▶ **OBJETIVO 1**:
Reescreva o trecho das linhas de dados que vai da linha com "[trace] lamp post" até o fim delas, trocando "lamp post" por "street light" e mantendo todo o resto igual.

26 de agosto de 2011

A Árvore da Vida – Terrence Malick


Eu estava tentado a não escrever nada sobre este filme. Muito já foi dito, escrito e lido a respeito. Tenho medo de me ver, mesmo que sem querer, copiando outra opinião, de algum dos muitos artigos lidos. Mas será que alguém consegue ser realmente original, ainda mais hoje em dia, já que nos viciamos e nos misturamos a um bombardeio de notícias na internet. “Quem lê tanta notícia?” , quando Caetano decantou “Sem Lenço, Sem Documento”, naquele festival de 68, nem imaginava o que viria a seguir. A impressão que tenho, é a de que quanto mais facilidade e informação se têm, hoje em dia, mas as pessoas estão ficando burras, mas isso é outro assunto...
O que me faz escrever algumas linhas sobre este filme, tem mais haver com o fato de eu ter assistido há pouco tempo os outros filmes do Malick numa mostra do CCSP. Apenas cinco filmes com este, e uma fama de reclusão que só fez aumentar uma falsa bolha de ar envolvendo seu nome e sua obra. Olhando para todos estes filmes, o que sinto em comum em todos, é a vontade de investigar o conflito eterno entre a natureza, o homem e Deus. Suas belezas, suas maldades e a divindade em meio a tudo isso. O Deus da beleza e do caos.

▶ **OBJETIVO 2**:
Responda sobre a crítica de A Árvore da Vida:
(a) Que canção de Caetano é citada?
(b) Onde o autor assistiu aos outros filmes do Malick?
(c) Quantos filmes do Malick existem, contando este?

▶ **DADOS FORNECIDOS**:
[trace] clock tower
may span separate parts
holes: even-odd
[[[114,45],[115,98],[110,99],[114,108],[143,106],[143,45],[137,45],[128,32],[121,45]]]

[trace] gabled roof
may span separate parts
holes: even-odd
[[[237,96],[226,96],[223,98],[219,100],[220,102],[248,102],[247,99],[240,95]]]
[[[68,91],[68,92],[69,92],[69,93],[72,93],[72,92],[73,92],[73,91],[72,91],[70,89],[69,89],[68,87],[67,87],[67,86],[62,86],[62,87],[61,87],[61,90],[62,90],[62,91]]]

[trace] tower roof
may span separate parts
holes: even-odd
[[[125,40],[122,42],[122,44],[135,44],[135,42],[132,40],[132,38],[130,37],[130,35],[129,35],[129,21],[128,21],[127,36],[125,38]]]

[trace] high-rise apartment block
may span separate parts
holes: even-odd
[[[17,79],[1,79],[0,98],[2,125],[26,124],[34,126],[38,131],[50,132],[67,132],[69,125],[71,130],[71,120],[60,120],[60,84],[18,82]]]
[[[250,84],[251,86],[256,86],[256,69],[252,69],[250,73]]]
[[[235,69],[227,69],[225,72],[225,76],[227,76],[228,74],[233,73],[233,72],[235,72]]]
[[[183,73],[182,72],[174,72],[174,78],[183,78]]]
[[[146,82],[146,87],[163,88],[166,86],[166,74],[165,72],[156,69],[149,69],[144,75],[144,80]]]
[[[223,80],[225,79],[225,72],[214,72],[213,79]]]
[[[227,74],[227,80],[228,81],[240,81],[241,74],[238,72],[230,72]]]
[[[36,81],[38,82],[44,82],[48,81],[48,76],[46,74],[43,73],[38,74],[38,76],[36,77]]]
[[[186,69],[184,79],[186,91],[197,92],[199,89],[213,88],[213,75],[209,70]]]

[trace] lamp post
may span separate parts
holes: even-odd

▶ **RESPOSTA 1**:
[trace] street light
may span separate parts
holes: even-odd

▶ **RESPOSTA 2**:
(a) "Sem Lenço, Sem Documento".
(b) Numa mostra do CCSP.
(c) Cinco.